(Excerpts from point annotation data)
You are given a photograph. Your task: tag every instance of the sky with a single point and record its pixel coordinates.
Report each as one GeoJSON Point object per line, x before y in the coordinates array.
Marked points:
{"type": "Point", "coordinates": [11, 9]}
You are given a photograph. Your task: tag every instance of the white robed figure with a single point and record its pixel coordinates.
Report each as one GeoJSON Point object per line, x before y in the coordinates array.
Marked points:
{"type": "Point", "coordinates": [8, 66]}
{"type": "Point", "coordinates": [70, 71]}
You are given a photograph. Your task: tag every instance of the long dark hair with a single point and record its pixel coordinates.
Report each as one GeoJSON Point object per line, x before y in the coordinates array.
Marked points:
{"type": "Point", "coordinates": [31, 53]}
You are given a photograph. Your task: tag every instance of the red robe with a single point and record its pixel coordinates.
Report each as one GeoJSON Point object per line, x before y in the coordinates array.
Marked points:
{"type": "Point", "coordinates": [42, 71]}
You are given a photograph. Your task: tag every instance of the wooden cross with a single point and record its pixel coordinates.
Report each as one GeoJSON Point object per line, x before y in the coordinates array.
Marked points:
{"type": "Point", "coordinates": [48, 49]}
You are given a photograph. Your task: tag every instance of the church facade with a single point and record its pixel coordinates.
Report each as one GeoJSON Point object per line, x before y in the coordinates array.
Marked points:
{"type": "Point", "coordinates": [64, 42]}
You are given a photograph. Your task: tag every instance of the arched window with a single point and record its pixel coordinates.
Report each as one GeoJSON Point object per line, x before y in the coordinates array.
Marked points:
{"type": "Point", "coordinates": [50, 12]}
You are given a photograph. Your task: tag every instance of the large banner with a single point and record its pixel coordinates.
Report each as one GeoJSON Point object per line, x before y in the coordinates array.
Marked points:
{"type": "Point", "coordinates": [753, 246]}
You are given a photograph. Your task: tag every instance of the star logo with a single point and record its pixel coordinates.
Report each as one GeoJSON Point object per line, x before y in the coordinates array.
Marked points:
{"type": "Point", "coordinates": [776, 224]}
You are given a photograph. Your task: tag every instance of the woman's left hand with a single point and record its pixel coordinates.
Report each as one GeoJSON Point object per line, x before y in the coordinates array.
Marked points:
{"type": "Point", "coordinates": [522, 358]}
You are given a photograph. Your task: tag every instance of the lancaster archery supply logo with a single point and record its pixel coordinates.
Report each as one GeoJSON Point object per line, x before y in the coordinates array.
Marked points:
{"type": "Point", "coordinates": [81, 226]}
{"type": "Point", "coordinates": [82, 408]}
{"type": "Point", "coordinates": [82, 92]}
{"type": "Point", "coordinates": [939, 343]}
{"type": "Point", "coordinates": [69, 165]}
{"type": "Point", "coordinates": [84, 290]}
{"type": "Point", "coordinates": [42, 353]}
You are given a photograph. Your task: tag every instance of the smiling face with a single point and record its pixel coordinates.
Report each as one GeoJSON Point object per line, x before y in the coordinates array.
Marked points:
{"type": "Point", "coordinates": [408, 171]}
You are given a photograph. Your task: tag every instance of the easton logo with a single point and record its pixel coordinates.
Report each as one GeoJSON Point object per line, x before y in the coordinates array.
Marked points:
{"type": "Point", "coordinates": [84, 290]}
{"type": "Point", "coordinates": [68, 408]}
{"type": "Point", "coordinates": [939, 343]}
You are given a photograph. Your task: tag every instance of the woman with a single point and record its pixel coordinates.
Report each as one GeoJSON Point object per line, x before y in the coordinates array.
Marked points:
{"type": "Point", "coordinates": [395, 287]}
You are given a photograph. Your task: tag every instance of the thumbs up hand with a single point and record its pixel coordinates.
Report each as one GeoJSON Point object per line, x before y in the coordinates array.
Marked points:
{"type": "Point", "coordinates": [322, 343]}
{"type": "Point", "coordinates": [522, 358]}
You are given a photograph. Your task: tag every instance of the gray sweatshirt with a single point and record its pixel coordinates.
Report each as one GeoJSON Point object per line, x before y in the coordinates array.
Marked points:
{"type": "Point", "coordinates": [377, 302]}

_Work to be completed_:
Set down all of the entries exactly, please.

_Complete response_:
You are given a photograph. Your task: tag every instance of the sky with a single point and record its pixel coordinates.
Report each as one GeoJSON Point object per line, x before y in the coordinates array.
Marked points:
{"type": "Point", "coordinates": [11, 9]}
You are given a photograph. Your task: tag every instance of the white robed figure with a single point and record its pixel coordinates.
Report each as one GeoJSON Point object per line, x before y in the coordinates array.
Marked points:
{"type": "Point", "coordinates": [8, 66]}
{"type": "Point", "coordinates": [70, 71]}
You are given a photograph. Your task: tag every instance of the long dark hair with a single point and record its pixel coordinates.
Report each as one GeoJSON Point object per line, x before y in the coordinates array.
Marked points:
{"type": "Point", "coordinates": [31, 53]}
You are given a photograph. Your task: tag every instance of the red robe with a single point and record its pixel coordinates.
Report each as one GeoJSON Point object per line, x before y in the coordinates array.
Marked points:
{"type": "Point", "coordinates": [42, 71]}
You are given a photograph. Your task: tag every instance of the wooden cross with a single point and record its pixel coordinates.
Report each as one GeoJSON Point object per line, x before y in the coordinates array.
Marked points:
{"type": "Point", "coordinates": [48, 49]}
You are given a photograph. Your task: tag every instance of the church facade with a single point and record its pixel coordinates.
Report each as one GeoJSON Point object per line, x before y in the coordinates array.
Marked points:
{"type": "Point", "coordinates": [64, 42]}
You are given a photograph. Your task: tag every instance of the arched window with a single point and record its pixel coordinates.
Report each as one GeoJSON Point object per line, x before y in the coordinates array.
Marked points:
{"type": "Point", "coordinates": [50, 12]}
You are given a photograph. Your task: tag every instance of the large banner with a single point and record its pixel coordinates.
Report each as one GeoJSON Point object per line, x before y in the coordinates array.
Marked points:
{"type": "Point", "coordinates": [753, 246]}
You are given a photograph. Your task: tag every instance of the star logo with a single point and record its pixel coordinates.
Report each as one GeoJSON Point object per line, x before y in the coordinates array.
Marked points:
{"type": "Point", "coordinates": [776, 224]}
You are given a photograph. Your task: tag every instance of the woman's left hand with a single point and record its pixel coordinates.
Report each as one GeoJSON Point object per line, x before y in the coordinates array.
Marked points:
{"type": "Point", "coordinates": [522, 358]}
You are given a photograph. Your task: tag every instance of the lancaster archery supply logo with a single point and record its pixel coordinates.
Report each as one GeoJSON Point object per line, x before y in the coordinates array.
Marked points:
{"type": "Point", "coordinates": [81, 226]}
{"type": "Point", "coordinates": [82, 408]}
{"type": "Point", "coordinates": [82, 92]}
{"type": "Point", "coordinates": [939, 343]}
{"type": "Point", "coordinates": [69, 165]}
{"type": "Point", "coordinates": [84, 290]}
{"type": "Point", "coordinates": [42, 353]}
You are given a photograph. Your task: tag every instance of the smiling face with a single point and record its pixel coordinates.
Report each as one GeoJSON Point object per line, x before y in the coordinates array.
Marked points:
{"type": "Point", "coordinates": [408, 171]}
You are given a photograph. Your task: tag every instance of the easton logo with a single point and record its pixel coordinates.
Report each as one GeoJSON Point object per line, x before y in the coordinates array.
Marked points:
{"type": "Point", "coordinates": [84, 290]}
{"type": "Point", "coordinates": [68, 408]}
{"type": "Point", "coordinates": [939, 343]}
You are given a photograph. Your task: tag every instance of the woman with a single point and record its pixel coordinates.
Report each as one GeoJSON Point object per line, x before y in the coordinates array.
Marked points:
{"type": "Point", "coordinates": [395, 287]}
You are given a photograph. Your task: tag every instance of the thumbs up hand with a single point and record its pixel coordinates.
Report each as one GeoJSON Point object per line, x before y in the coordinates array.
Marked points:
{"type": "Point", "coordinates": [322, 343]}
{"type": "Point", "coordinates": [522, 358]}
You are given a photograph. Your task: tag every instance of the gray sweatshirt with a single point and record its pixel coordinates.
Report each as one GeoJSON Point object per line, x before y in the coordinates array.
Marked points:
{"type": "Point", "coordinates": [377, 302]}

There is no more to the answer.